### 短い課題 1
下に続く、中小企業の広報をテーマにした本文を、一字も変えずに全文書き写してください。
---------- 本文 ----------
中小企業の経営者の方とお話をしていると、「大手企業のように広告宣伝費がないので、新商品を出しても、なかなか世間に知ってもらえない。」という声を耳にします。その際に私は、「広報はしっかりとやられていますか?」と伺うと、「うちみたいな中小企業が広報活動をしても、簡単に注目を集めることはできないでしょう?」と答えが返ってくることが度々あります。

そこで私は、「それは、プレスリリースをしっかりやってから言いましょう。事実、プレスリリースの書き方を学び、目的を持ってメディアに発信した結果、大手新聞社からすぐに取材依頼が来たケースがあります。」と話します。これは本当の話です。様々なメディアの記者・編集者は常に視聴者・読者に提供する新しいネタを求めています。そこに適切に働きかければ、広告宣伝費をかけずに、御社商品・サービスのアピールをすることができるのです。
---------- 提供データ ----------
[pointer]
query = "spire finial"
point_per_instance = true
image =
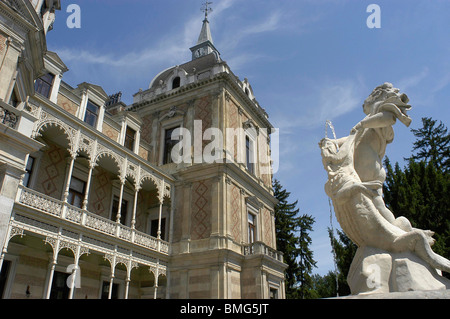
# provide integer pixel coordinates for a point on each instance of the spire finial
(206, 8)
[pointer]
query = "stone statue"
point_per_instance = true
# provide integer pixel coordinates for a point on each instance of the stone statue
(390, 250)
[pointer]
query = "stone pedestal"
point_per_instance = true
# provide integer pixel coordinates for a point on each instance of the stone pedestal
(375, 271)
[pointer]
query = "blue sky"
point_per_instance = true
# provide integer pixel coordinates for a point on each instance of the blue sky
(307, 61)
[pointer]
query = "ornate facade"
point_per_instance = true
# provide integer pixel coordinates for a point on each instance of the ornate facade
(92, 204)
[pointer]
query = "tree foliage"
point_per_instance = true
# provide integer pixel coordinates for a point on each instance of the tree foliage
(292, 232)
(432, 144)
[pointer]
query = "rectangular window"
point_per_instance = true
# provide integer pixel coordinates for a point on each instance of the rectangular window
(251, 228)
(14, 99)
(91, 115)
(249, 154)
(43, 85)
(273, 293)
(123, 210)
(29, 170)
(154, 228)
(60, 289)
(4, 277)
(168, 145)
(76, 192)
(130, 137)
(105, 290)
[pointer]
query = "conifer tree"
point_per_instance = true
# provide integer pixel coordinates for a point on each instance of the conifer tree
(292, 232)
(421, 191)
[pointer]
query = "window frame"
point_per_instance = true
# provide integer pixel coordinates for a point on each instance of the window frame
(114, 207)
(26, 181)
(76, 193)
(176, 82)
(128, 138)
(41, 83)
(88, 114)
(167, 158)
(250, 154)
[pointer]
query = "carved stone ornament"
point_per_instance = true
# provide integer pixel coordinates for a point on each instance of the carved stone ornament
(391, 253)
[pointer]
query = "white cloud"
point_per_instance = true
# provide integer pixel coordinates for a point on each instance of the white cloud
(414, 80)
(326, 101)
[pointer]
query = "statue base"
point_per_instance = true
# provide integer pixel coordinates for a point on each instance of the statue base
(376, 271)
(428, 294)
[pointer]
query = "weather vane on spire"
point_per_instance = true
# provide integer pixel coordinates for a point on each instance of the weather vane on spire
(206, 8)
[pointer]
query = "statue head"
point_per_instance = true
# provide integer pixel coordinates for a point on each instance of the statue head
(385, 93)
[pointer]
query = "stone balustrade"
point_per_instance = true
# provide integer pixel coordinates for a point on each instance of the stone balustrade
(259, 248)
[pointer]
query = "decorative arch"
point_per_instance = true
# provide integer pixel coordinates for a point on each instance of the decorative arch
(49, 122)
(117, 160)
(150, 177)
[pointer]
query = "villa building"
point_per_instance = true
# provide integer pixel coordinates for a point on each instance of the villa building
(93, 203)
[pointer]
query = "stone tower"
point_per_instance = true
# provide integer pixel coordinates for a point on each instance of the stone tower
(223, 231)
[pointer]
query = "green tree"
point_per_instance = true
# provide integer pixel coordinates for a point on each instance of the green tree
(292, 232)
(344, 250)
(421, 190)
(432, 144)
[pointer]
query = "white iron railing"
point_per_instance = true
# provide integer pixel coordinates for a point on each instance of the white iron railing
(60, 209)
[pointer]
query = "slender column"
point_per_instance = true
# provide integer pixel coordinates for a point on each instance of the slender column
(122, 184)
(127, 285)
(54, 263)
(133, 220)
(111, 283)
(50, 279)
(155, 293)
(88, 185)
(75, 270)
(161, 200)
(69, 178)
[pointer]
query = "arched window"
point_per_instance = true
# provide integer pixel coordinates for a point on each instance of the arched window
(176, 83)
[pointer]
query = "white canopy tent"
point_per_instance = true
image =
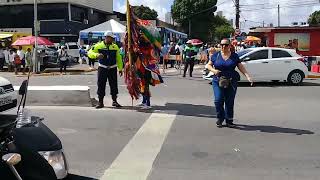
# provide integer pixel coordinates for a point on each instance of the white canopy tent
(98, 31)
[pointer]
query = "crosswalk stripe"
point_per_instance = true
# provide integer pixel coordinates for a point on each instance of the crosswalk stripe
(135, 161)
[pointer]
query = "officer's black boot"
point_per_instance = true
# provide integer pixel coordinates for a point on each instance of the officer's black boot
(115, 102)
(100, 105)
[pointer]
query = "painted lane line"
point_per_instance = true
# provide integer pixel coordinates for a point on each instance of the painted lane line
(55, 88)
(135, 161)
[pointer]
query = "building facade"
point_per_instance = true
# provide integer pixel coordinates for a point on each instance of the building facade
(168, 18)
(57, 17)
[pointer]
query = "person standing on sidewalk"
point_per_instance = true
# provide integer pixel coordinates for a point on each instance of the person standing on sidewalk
(108, 54)
(21, 54)
(63, 58)
(6, 53)
(2, 58)
(190, 53)
(225, 81)
(16, 61)
(91, 61)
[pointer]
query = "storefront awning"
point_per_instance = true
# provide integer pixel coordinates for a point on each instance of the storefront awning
(3, 36)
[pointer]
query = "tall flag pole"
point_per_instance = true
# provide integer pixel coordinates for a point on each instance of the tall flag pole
(142, 56)
(129, 32)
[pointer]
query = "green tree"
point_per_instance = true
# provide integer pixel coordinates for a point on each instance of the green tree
(183, 10)
(314, 19)
(221, 28)
(144, 12)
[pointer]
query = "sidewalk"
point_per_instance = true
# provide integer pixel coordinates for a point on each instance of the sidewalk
(71, 70)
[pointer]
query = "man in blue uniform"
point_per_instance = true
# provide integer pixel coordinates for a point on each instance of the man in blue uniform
(108, 54)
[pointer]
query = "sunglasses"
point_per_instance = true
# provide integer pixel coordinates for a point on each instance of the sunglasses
(225, 44)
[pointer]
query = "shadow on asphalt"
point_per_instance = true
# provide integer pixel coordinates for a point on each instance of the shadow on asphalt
(275, 84)
(180, 109)
(272, 129)
(76, 177)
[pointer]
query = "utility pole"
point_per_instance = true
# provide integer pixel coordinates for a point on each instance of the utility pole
(278, 15)
(237, 4)
(189, 28)
(35, 51)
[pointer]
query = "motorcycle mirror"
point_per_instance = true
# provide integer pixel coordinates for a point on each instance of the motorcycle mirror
(23, 87)
(12, 158)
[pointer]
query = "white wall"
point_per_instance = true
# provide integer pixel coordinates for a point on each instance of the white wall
(103, 5)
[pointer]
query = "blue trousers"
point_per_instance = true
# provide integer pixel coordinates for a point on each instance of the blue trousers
(224, 101)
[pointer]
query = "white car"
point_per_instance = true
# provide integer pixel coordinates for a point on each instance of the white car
(8, 97)
(267, 64)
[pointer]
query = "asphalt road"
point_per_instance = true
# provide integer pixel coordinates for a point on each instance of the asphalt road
(277, 137)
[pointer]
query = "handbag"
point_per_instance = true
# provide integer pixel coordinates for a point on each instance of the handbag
(224, 82)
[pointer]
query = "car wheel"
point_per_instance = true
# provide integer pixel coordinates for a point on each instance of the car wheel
(296, 77)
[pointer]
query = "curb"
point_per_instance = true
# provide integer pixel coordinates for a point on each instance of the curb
(79, 72)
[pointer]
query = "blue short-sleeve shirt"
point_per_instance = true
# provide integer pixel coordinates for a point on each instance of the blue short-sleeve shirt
(227, 67)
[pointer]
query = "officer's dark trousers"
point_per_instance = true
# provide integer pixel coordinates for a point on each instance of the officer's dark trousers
(105, 75)
(189, 62)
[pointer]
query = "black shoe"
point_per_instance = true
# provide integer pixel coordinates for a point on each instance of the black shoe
(116, 104)
(231, 125)
(219, 123)
(99, 106)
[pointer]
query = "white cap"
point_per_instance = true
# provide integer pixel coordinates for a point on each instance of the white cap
(109, 33)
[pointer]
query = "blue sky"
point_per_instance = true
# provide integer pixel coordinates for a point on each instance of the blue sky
(287, 14)
(161, 6)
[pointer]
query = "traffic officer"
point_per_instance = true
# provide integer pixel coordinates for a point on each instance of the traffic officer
(108, 54)
(190, 53)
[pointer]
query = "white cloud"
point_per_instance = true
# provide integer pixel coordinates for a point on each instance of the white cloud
(161, 6)
(287, 14)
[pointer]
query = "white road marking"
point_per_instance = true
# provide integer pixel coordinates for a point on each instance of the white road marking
(55, 88)
(136, 159)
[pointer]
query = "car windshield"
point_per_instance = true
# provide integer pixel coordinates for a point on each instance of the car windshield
(243, 52)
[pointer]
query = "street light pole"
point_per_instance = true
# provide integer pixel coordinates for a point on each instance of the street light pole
(35, 51)
(278, 15)
(189, 28)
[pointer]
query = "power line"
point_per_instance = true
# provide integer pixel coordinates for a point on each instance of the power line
(281, 3)
(287, 6)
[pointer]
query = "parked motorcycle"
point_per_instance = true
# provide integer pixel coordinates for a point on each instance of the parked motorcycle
(29, 149)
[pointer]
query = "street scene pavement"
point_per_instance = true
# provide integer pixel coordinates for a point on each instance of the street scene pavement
(276, 137)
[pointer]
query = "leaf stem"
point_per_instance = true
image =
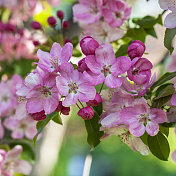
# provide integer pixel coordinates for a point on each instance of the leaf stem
(101, 87)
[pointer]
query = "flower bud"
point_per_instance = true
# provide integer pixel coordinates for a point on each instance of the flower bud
(65, 24)
(35, 25)
(82, 66)
(51, 21)
(86, 113)
(60, 14)
(136, 49)
(38, 116)
(88, 45)
(36, 43)
(65, 110)
(97, 100)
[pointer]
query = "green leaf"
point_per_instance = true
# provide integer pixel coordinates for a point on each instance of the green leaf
(159, 146)
(151, 31)
(164, 130)
(137, 34)
(93, 133)
(122, 51)
(42, 124)
(163, 95)
(166, 77)
(76, 53)
(57, 119)
(168, 38)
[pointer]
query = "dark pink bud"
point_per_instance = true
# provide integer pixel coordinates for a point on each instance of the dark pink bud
(60, 14)
(59, 107)
(88, 45)
(10, 27)
(38, 116)
(86, 113)
(67, 41)
(82, 66)
(65, 24)
(96, 101)
(65, 110)
(35, 25)
(51, 21)
(21, 32)
(136, 49)
(36, 43)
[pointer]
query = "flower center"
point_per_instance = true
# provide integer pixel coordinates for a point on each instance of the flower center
(73, 87)
(106, 70)
(136, 71)
(53, 61)
(46, 91)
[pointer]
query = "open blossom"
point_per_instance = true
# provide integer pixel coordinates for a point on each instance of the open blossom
(138, 90)
(51, 61)
(170, 20)
(73, 86)
(10, 162)
(87, 12)
(133, 142)
(136, 49)
(140, 71)
(107, 67)
(20, 128)
(40, 92)
(116, 12)
(141, 118)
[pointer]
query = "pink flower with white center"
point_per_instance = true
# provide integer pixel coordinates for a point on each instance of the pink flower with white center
(51, 61)
(170, 20)
(11, 164)
(141, 118)
(73, 86)
(87, 12)
(21, 128)
(107, 67)
(102, 32)
(138, 90)
(7, 98)
(140, 71)
(1, 130)
(133, 142)
(40, 92)
(116, 13)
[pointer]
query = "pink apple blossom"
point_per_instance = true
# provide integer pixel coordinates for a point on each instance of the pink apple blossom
(88, 45)
(11, 164)
(40, 92)
(73, 86)
(87, 12)
(136, 49)
(116, 12)
(107, 67)
(140, 71)
(141, 118)
(170, 19)
(86, 113)
(51, 61)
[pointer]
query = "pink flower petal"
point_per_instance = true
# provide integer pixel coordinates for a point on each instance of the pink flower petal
(152, 128)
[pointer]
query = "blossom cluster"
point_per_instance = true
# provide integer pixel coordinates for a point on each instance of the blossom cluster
(13, 114)
(102, 19)
(55, 83)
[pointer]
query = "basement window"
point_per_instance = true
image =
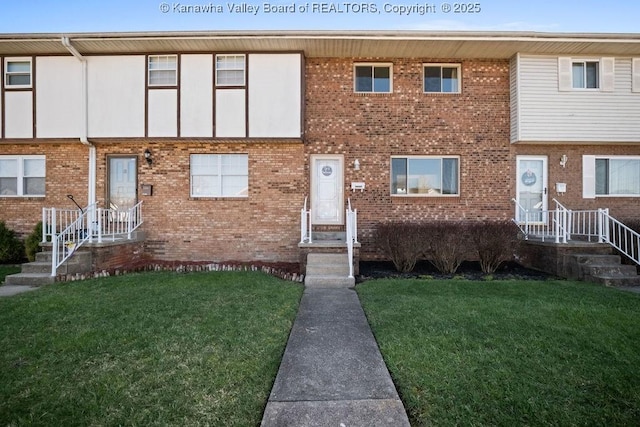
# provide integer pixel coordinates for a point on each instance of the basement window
(424, 176)
(219, 175)
(22, 176)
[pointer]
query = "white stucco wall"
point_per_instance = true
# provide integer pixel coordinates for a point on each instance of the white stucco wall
(196, 96)
(116, 95)
(58, 97)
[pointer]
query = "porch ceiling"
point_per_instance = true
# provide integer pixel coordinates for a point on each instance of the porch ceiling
(383, 44)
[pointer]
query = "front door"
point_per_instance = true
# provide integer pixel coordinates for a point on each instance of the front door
(123, 182)
(531, 187)
(327, 190)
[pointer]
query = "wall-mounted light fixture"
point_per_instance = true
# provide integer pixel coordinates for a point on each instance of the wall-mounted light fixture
(563, 160)
(147, 157)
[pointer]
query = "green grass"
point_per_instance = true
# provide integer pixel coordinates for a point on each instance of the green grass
(144, 349)
(6, 270)
(509, 353)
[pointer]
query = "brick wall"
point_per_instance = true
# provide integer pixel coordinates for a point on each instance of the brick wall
(67, 172)
(372, 127)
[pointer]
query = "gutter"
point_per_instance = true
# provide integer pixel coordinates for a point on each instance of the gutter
(84, 132)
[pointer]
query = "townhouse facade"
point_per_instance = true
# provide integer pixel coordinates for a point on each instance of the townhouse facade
(225, 136)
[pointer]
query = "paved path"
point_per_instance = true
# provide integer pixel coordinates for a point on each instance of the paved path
(332, 372)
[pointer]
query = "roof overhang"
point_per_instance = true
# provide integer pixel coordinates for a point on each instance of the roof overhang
(374, 44)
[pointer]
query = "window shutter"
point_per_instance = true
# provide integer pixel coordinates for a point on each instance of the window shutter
(608, 75)
(636, 75)
(564, 74)
(588, 177)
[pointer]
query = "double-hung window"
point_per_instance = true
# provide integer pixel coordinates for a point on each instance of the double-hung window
(22, 176)
(163, 70)
(441, 78)
(373, 78)
(585, 74)
(618, 176)
(17, 73)
(425, 176)
(230, 70)
(219, 175)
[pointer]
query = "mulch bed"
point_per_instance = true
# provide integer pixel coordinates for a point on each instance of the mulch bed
(468, 270)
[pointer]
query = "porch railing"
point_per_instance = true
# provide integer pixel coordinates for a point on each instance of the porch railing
(305, 224)
(563, 224)
(352, 233)
(83, 225)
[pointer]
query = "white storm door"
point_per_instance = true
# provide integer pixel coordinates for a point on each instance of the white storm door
(327, 198)
(531, 187)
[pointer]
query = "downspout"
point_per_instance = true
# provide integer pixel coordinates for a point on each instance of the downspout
(84, 130)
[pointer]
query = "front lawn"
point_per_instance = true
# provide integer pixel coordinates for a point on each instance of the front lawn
(144, 349)
(510, 352)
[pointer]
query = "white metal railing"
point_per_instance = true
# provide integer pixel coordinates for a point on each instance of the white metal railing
(83, 225)
(618, 235)
(305, 224)
(351, 233)
(71, 237)
(544, 224)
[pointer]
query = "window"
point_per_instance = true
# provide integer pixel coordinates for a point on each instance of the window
(22, 176)
(373, 78)
(585, 74)
(163, 70)
(618, 176)
(442, 79)
(219, 175)
(18, 73)
(230, 70)
(425, 176)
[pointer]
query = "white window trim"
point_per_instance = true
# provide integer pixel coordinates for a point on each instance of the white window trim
(422, 194)
(220, 196)
(243, 69)
(175, 71)
(589, 175)
(373, 64)
(7, 73)
(443, 65)
(20, 175)
(606, 74)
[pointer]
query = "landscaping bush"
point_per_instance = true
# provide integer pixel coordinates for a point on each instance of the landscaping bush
(447, 244)
(494, 241)
(32, 242)
(11, 247)
(402, 242)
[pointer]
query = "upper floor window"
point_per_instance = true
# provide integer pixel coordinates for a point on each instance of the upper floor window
(585, 74)
(17, 73)
(163, 70)
(374, 78)
(22, 176)
(441, 78)
(425, 176)
(619, 176)
(219, 175)
(230, 70)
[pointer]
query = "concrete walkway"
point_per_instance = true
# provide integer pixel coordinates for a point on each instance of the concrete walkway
(332, 372)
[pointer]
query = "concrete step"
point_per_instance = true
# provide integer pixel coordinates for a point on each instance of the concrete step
(29, 279)
(329, 282)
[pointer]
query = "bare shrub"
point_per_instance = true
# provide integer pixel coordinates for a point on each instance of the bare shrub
(495, 242)
(401, 242)
(447, 245)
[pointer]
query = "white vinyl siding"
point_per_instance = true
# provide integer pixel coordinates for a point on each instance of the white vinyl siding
(219, 175)
(22, 176)
(546, 114)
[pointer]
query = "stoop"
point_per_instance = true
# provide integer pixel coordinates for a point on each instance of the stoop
(328, 270)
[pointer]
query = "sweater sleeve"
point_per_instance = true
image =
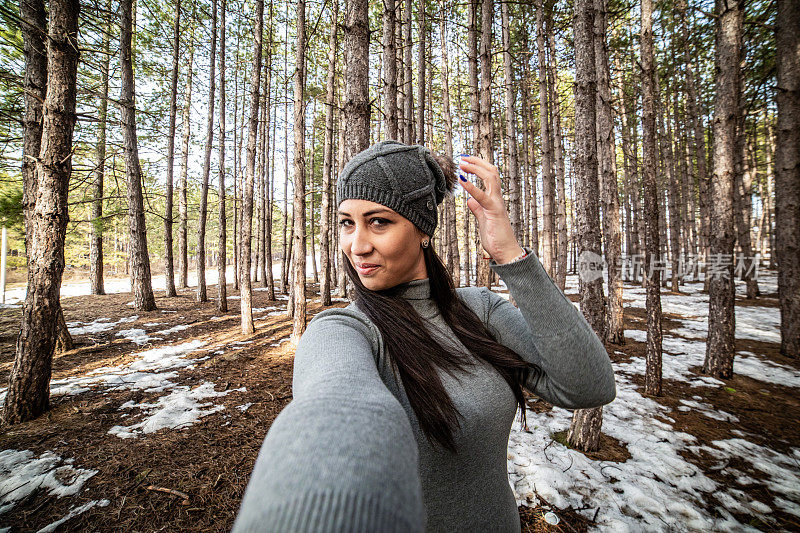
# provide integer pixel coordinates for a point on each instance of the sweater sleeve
(342, 455)
(574, 370)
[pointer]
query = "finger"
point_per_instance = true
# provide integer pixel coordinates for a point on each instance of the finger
(476, 209)
(482, 197)
(490, 177)
(480, 162)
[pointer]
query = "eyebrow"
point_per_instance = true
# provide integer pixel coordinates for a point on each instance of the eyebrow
(368, 213)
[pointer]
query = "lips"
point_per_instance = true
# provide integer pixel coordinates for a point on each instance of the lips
(366, 268)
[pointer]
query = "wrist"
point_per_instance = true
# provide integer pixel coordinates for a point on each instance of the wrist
(509, 255)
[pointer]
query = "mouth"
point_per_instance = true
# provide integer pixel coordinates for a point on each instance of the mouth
(366, 268)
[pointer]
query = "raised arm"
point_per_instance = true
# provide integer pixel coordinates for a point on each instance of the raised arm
(549, 331)
(342, 455)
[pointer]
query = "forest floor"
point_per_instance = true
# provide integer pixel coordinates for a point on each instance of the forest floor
(156, 420)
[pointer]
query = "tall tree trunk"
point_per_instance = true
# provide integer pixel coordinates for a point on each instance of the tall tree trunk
(28, 393)
(356, 75)
(299, 259)
(139, 256)
(169, 271)
(545, 134)
(422, 67)
(96, 242)
(787, 175)
(675, 218)
(721, 319)
(650, 158)
(486, 138)
(745, 262)
(183, 210)
(202, 295)
(222, 261)
(269, 280)
(259, 185)
(35, 83)
(246, 289)
(389, 67)
(615, 332)
(699, 137)
(408, 89)
(511, 128)
(454, 263)
(560, 214)
(533, 216)
(327, 251)
(584, 431)
(401, 71)
(266, 215)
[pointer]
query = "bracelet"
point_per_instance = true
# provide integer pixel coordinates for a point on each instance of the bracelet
(522, 256)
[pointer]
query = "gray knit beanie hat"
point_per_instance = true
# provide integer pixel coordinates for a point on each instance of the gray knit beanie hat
(405, 178)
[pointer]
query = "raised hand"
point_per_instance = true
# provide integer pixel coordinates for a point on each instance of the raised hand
(494, 225)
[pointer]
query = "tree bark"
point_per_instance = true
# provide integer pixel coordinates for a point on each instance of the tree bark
(169, 272)
(548, 236)
(650, 158)
(511, 128)
(327, 252)
(408, 89)
(745, 261)
(615, 332)
(486, 138)
(266, 215)
(533, 216)
(246, 290)
(356, 75)
(28, 386)
(389, 67)
(787, 175)
(560, 213)
(222, 261)
(720, 346)
(454, 257)
(584, 431)
(183, 211)
(699, 140)
(422, 69)
(96, 241)
(139, 257)
(299, 260)
(202, 295)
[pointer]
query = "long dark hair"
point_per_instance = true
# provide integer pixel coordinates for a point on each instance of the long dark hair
(415, 354)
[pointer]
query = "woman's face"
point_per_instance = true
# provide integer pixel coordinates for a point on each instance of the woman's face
(383, 246)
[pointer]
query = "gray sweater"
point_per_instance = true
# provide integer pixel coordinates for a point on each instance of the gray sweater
(347, 454)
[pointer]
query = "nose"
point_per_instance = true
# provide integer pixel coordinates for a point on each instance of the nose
(360, 243)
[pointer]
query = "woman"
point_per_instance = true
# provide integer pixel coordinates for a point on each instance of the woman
(403, 401)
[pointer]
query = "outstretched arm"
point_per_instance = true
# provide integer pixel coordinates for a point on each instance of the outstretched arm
(575, 370)
(342, 455)
(550, 332)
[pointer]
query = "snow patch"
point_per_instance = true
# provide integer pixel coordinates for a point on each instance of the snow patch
(21, 473)
(179, 409)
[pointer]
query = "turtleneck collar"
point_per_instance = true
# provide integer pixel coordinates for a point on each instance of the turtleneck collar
(417, 289)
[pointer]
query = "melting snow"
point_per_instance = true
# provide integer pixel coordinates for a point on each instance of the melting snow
(657, 489)
(179, 409)
(21, 473)
(98, 326)
(73, 512)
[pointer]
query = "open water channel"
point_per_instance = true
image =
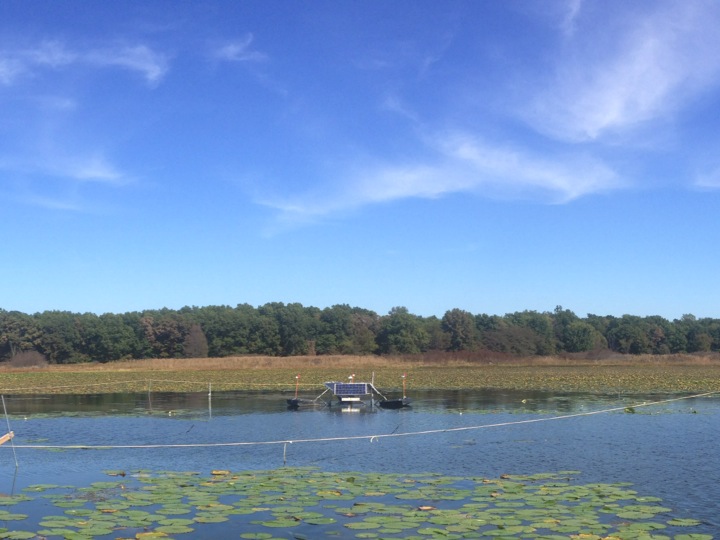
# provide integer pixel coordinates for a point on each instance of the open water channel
(668, 449)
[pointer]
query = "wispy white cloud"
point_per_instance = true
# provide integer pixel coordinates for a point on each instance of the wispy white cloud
(645, 71)
(239, 50)
(140, 58)
(569, 19)
(14, 64)
(462, 164)
(10, 69)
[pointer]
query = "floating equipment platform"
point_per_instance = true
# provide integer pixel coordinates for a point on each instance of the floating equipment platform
(353, 393)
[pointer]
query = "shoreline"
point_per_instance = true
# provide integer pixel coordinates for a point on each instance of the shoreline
(639, 375)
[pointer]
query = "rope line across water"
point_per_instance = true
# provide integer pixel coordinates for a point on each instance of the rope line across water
(371, 438)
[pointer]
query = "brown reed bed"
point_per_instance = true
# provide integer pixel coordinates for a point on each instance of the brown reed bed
(612, 374)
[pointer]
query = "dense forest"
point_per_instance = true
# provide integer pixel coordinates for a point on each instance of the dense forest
(278, 329)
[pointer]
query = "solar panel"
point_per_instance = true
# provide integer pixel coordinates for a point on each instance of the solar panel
(349, 389)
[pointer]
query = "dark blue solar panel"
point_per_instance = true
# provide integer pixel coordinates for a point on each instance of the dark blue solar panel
(350, 389)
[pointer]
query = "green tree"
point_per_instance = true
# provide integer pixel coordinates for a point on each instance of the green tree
(539, 323)
(460, 326)
(61, 341)
(402, 333)
(579, 336)
(18, 333)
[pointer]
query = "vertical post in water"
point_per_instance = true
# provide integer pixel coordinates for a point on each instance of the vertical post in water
(10, 433)
(149, 395)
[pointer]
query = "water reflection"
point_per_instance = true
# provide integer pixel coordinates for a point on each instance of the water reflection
(667, 450)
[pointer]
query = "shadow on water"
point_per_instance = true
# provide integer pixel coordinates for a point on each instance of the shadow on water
(668, 450)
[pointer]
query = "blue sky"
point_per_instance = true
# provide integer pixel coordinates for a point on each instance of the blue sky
(488, 156)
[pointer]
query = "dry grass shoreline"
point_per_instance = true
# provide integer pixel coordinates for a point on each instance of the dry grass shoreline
(613, 374)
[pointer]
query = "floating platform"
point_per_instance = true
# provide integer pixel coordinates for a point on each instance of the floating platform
(352, 395)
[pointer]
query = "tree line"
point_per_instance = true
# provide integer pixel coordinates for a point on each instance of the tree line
(278, 329)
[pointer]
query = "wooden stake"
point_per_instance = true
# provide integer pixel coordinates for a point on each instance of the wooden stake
(5, 438)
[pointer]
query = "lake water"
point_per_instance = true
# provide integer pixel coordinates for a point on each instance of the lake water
(669, 450)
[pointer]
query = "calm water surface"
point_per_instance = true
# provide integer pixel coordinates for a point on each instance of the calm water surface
(669, 450)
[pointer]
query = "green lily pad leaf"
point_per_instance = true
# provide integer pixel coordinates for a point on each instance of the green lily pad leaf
(320, 521)
(363, 525)
(683, 522)
(18, 535)
(174, 529)
(280, 523)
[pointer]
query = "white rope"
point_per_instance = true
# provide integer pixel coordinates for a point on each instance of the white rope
(371, 438)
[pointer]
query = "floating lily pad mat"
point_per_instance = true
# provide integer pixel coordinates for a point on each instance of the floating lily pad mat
----------
### 短い課題 2
上に並んだ行の中から、「brick」という文字列を含む行をすべて集め、そのまま書き出してください。

### 想定解答 1
中小企業の経営者の方とお話をしていると、「大手企業のように広告宣伝費がないので、新商品を出しても、なかなか世間に知ってもらえない。」という声を耳にします。その際に私は、「広報はしっかりとやられていますか?」と伺うと、「うちみたいな中小企業が広報活動をしても、簡単に注目を集めることはできないでしょう?」と答えが返ってくることが度々あります。

そこで私は、「それは、プレスリリースをしっかりやってから言いましょう。事実、プレスリリースの書き方を学び、目的を持ってメディアに発信した結果、大手新聞社からすぐに取材依頼が来たケースがあります。」と話します。これは本当の話です。様々なメディアの記者・編集者は常に視聴者・読者に提供する新しいネタを求めています。そこに適切に働きかければ、広告宣伝費をかけずに、御社商品・サービスのアピールをすることができるのです。

### 想定解答 2
query = "brick wall"
# provide integer pixel coordinates for a point on each instance of the brick wall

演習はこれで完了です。